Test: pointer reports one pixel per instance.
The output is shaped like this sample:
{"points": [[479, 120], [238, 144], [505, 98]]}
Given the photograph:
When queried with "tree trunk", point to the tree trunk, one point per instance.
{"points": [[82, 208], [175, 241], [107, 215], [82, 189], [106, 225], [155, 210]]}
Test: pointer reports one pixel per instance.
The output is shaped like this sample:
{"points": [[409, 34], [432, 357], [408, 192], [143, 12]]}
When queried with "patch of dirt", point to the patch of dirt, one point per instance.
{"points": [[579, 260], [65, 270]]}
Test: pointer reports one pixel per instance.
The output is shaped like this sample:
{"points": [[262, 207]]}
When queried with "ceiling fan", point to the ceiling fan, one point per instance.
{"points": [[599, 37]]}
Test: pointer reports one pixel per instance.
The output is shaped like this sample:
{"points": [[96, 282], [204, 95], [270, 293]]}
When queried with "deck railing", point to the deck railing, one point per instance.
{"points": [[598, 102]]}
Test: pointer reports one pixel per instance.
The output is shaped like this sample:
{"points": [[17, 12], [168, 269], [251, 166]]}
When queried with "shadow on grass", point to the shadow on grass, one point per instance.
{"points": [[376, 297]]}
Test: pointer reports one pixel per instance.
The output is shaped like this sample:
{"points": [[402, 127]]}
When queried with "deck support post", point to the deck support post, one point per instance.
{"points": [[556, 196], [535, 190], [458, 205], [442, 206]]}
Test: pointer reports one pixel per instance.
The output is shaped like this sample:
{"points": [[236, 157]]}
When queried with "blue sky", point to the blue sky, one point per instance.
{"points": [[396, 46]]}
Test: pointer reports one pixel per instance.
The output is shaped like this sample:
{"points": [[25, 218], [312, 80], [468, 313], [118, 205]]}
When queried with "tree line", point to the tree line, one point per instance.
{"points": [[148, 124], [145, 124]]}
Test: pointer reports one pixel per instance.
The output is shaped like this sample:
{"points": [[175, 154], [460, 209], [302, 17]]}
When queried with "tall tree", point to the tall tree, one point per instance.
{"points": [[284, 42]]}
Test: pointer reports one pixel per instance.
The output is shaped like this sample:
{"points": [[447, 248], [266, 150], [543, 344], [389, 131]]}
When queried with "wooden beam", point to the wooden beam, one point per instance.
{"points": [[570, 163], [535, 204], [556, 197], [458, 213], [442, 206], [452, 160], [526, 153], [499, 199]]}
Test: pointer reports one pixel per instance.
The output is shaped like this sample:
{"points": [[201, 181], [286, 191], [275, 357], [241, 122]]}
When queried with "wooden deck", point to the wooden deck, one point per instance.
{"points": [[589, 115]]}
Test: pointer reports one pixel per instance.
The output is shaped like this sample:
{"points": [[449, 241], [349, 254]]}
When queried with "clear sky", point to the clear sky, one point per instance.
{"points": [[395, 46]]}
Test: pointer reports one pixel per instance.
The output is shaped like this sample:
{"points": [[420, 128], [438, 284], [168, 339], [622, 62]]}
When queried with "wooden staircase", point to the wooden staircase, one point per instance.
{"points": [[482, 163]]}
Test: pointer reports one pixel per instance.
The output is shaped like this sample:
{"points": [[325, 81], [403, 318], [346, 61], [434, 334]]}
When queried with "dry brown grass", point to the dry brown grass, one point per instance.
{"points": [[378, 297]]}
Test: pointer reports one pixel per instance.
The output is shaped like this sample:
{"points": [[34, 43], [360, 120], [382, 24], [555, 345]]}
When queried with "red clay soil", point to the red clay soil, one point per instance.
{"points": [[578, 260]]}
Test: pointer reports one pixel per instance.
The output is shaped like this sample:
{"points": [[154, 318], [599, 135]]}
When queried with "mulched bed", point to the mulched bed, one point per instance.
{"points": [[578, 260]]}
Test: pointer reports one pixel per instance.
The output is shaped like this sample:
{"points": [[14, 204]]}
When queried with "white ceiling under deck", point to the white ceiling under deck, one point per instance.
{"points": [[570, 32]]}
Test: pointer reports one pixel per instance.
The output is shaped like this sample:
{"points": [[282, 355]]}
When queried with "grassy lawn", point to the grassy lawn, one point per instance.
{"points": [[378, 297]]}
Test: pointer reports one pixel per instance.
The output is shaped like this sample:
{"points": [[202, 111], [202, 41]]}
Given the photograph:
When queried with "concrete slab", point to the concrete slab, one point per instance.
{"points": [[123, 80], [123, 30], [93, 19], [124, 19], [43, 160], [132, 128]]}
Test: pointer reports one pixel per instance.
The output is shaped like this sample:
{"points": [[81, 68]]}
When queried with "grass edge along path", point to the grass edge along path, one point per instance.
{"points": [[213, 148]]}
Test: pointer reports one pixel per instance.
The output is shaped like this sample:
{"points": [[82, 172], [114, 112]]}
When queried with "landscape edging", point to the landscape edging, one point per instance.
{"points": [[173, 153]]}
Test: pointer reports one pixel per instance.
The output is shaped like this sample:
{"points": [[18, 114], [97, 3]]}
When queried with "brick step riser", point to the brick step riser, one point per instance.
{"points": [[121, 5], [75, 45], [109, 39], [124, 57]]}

=======

BRIEF: Set down the listing above in full, please, exactly as it appears.

CORRECT RESPONSE:
Test: pointer reports one pixel per instance.
The output is shaped like this sample:
{"points": [[479, 120], [238, 144], [505, 98]]}
Given the photograph:
When queried with "tree trunk", point to the tree trunk, one point per instance.
{"points": [[82, 208], [175, 241], [107, 215], [82, 189], [106, 225], [155, 210]]}
Test: pointer reports one pixel per instance.
The output is shaped like this sample:
{"points": [[409, 34], [432, 357], [408, 192], [143, 12]]}
When queried with "patch of dirt", point to the patch of dirt, one point per instance.
{"points": [[579, 260], [65, 270]]}
Test: pointer reports one pixel per instance.
The output is shaped like this sample:
{"points": [[262, 207]]}
When queried with "ceiling fan", point to the ceiling fan, one point per instance.
{"points": [[599, 37]]}
Test: pointer reports one pixel per instance.
The output is shaped like this sample:
{"points": [[96, 282], [204, 95], [270, 293]]}
When queried with "deck railing", point to the deck railing, one point per instance.
{"points": [[598, 102]]}
Test: pointer reports one pixel per instance.
The output is shaped like this sample:
{"points": [[17, 12], [168, 269], [251, 166]]}
When queried with "shadow on grass", point to the shadow on grass, one point per instance.
{"points": [[376, 297]]}
Test: pointer reports one pixel per instance.
The output is shaped like this sample:
{"points": [[402, 127]]}
When queried with "deck support post", point to the deck support post, one point per instance.
{"points": [[556, 196], [535, 190], [458, 205], [442, 206]]}
Test: pointer reports one pixel per instance.
The output is shaped like this sample:
{"points": [[236, 157]]}
When queried with "blue sky", point to the blue sky, one point per instance.
{"points": [[396, 46]]}
Test: pointer reports one pixel per instance.
The output is shaped like this sample:
{"points": [[25, 218], [312, 80], [468, 313], [118, 205]]}
When queried with "tree line", point to the tree line, one point per instance.
{"points": [[148, 124], [145, 124]]}
Test: pointer reports one pixel per instance.
The output is shaped like this sample:
{"points": [[175, 154], [460, 209], [302, 17]]}
When queried with "tall tree", point to the tall tree, one point per instance.
{"points": [[284, 42]]}
Test: pointer reports one pixel per instance.
The output is shaped like this sample:
{"points": [[447, 248], [266, 150], [543, 344], [389, 131]]}
When queried with "wooden beam", point to the wooden beam, one point per instance.
{"points": [[570, 163], [535, 204], [556, 197], [458, 213], [442, 206], [452, 160], [526, 153], [499, 199]]}
Test: pointer reports one pixel per instance.
The output is shaped like this sample:
{"points": [[201, 181], [286, 191], [275, 357], [241, 122]]}
When queried with "wooden deck", point to the wooden deck, one point per instance.
{"points": [[589, 115]]}
Test: pointer reports one pixel per instance.
The output is shaped like this sample:
{"points": [[449, 241], [349, 254]]}
When queried with "clear sky", point to the clear sky, one point per instance.
{"points": [[395, 46]]}
Test: pointer reports one pixel per instance.
The output is shaped like this sample:
{"points": [[420, 128], [438, 284], [168, 339], [622, 62]]}
When queried with "wooden staircase", point to the wooden staircase, one point per instance.
{"points": [[482, 163]]}
Test: pointer reports one pixel per instance.
The output is shaped like this sample:
{"points": [[325, 81], [403, 318], [346, 61], [434, 334]]}
When queried with "dry brown grass", point to the dry brown grass, one point per instance.
{"points": [[378, 297]]}
Test: pointer reports one pixel per instance.
The output is shaped like this sample:
{"points": [[34, 43], [360, 120], [382, 24], [555, 345]]}
When queried with "red clay soil", point to the red clay soil, one point per instance.
{"points": [[578, 260]]}
Test: pointer reports one pixel per instance.
The output is shaped like this sample:
{"points": [[154, 318], [599, 135]]}
When queried with "mulched bed", point to the mulched bed, one point per instance.
{"points": [[578, 260]]}
Test: pointer reports one pixel per instance.
The output is shaped like this sample:
{"points": [[14, 204]]}
When queried with "white ceiling under deck", point to the white ceiling under deck, one point per instance.
{"points": [[570, 32]]}
Test: pointer reports one pixel per instance.
The output is shaped like this sample:
{"points": [[282, 355]]}
When queried with "grassy lawn", point to the grassy lawn, one point per instance.
{"points": [[378, 297]]}
Test: pointer reports one pixel per instance.
The output is shaped like this sample:
{"points": [[202, 111], [202, 41]]}
Given the photograph:
When queried with "concrete slab", point to the concrete slab, one point per instance.
{"points": [[123, 80], [123, 30], [93, 19], [124, 19], [43, 160], [132, 128]]}
Test: pointer reports one pixel per instance.
The output is shaped like this sample:
{"points": [[81, 68]]}
When queried with "grass edge along path", point to the grass edge along path, one point per instance.
{"points": [[213, 148]]}
Test: pointer reports one pixel per instance.
The output is shaped like this sample:
{"points": [[82, 172], [114, 112]]}
When queried with "landscape edging", point to the landscape edging, one point per instance.
{"points": [[173, 153]]}
Test: pointer reports one pixel per instance.
The output is shaped like this sample:
{"points": [[18, 114], [97, 3]]}
When queried with "brick step riser", point to the brick step riser, one point per instance.
{"points": [[121, 5], [75, 45], [109, 39], [124, 57]]}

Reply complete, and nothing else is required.